PAGE EXTRACT ::

# Same Tax ID but different speciality



## JM.Geyer (Mar 30, 2010)

Issue we are having is we have providers in different specialities, Radiation Oncology, Surgical Oncology, and Medical Oncology but all under the same tax id number.  Our providers will refer patients to each of the specialities and therefore the provider in the "new" speciality will charge a new patient E/M, since he/she is new to them.  Is this correct?

Example:  pt see's Medical Oncology on 3/25/10 level of E/M 99204 then is referred to Radiation Oncology for a visit on 3/29/10, the Rad Onc will then charge a 99204 is this correct?


----------



## scorrado (Mar 30, 2010)

Because they are all oncologist you may have an issue. Are they set up under different taxonomy codes?


----------



## jhartung (Mar 30, 2010)

I work for a large group comprised of over 12 health centers and all of our providers bill under the same tax ID. As long as the doctor that the patient is referred to is seeing the patient for the first time or hasn't seen the patient in over 3 years, they are considered a new patient to that provider. However, because we all bill under the same tax ID, we can bill either way. It is pretty much at the desceretion of the provider if they want to bill for a new or established patient, beause they are established within our network of providers, but not necessarily with the provider they are referred to. I guess my answer is, yes, you can bill for new patient services under the same tax ID. I hope this helps!

DATASET RECORDS ::
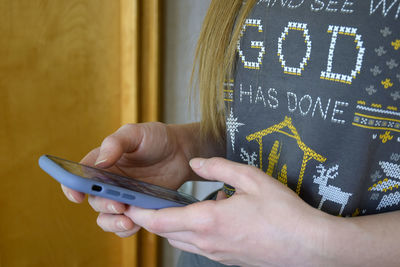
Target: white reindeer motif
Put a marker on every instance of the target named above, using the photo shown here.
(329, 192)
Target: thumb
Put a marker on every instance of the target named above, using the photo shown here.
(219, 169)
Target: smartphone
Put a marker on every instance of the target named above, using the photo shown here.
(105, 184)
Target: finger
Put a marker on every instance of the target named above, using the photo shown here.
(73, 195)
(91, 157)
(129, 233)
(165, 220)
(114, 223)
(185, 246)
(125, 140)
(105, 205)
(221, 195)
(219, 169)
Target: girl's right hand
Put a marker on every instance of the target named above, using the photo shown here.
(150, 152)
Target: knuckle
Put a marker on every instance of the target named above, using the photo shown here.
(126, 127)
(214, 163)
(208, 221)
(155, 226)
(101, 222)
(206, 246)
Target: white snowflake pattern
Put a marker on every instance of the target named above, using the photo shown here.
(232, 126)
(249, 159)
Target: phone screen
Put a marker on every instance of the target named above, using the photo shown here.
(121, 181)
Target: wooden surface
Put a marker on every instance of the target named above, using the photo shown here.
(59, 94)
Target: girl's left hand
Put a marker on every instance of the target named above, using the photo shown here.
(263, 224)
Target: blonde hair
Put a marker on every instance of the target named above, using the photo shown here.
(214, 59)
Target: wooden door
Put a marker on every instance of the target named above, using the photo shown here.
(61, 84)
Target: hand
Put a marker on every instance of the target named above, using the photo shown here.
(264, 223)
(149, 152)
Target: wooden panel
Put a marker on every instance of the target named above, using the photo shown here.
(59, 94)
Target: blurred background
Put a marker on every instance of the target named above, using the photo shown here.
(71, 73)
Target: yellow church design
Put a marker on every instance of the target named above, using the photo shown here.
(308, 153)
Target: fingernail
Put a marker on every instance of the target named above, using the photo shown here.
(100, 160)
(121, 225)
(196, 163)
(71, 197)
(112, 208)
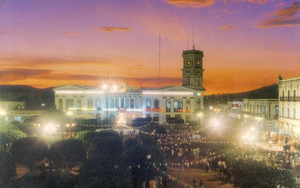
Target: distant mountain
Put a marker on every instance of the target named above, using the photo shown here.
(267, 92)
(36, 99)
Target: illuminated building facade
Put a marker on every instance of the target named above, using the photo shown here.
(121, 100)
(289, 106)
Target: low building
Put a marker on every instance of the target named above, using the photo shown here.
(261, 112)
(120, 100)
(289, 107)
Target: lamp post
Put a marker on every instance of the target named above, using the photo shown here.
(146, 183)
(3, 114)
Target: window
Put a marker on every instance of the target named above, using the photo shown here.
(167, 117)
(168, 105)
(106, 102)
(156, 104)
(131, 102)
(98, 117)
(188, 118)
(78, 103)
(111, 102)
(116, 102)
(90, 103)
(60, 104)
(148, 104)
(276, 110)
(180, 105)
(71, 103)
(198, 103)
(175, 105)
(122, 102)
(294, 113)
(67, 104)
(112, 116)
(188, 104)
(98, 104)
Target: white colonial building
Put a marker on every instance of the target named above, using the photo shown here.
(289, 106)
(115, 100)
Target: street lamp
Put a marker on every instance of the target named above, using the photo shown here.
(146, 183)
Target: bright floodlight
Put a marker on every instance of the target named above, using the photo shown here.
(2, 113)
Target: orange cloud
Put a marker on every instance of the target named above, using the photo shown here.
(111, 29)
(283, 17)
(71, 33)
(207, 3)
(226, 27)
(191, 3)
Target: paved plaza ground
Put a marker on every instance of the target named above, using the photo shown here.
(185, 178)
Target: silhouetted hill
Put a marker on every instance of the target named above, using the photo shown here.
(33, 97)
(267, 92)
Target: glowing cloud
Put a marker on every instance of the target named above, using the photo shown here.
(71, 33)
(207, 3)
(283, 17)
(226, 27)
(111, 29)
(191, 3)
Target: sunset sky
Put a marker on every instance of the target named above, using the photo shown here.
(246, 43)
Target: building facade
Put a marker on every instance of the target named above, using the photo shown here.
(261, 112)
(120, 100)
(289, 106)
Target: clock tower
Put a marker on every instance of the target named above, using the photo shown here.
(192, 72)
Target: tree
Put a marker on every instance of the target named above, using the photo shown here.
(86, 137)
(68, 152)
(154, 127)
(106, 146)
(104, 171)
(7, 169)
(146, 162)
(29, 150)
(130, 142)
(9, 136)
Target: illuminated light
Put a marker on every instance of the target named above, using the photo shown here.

QUESTIONS ON THE MATERIAL ::
A. In the forum thread about billing under a single tax ID, how long must it have been since a doctor last saw a patient for that patient to count as new to that doctor, according to jhartung?
B. Continue the forum thread about billing new patient visits under a single tax ID, starting after its final post.

ANSWER SECTION ::
A. Over 3 years.

B.
----------



## khacker (Mar 30, 2010)

Honestly, what it all boils down to is how they setup with credentaling dept. If the paper is submitted with only their name and they aren't listed with their speciality you may problems, yes you can bill under one tax id as long as they were setup with their speciality listed.


----------



## sparkles1077 (Apr 2, 2010)

I would agree you would need to understand credentialing and possibly contracts.  However, the patients are being referred to subspecialists within their specialty.  So, a new patient visit is billable.  There may be a denial but you can appeal with notes indicating need for subspecialist.


----------



## jkubica (Apr 5, 2010)

So.. in the case that you have more than one of the same type of specialist (i.e. neurologist) within your practice but one specializes in seizures and the other in sleep disorders, would it be ok for both to bill new for the same patient even though the high level speciality is neurology?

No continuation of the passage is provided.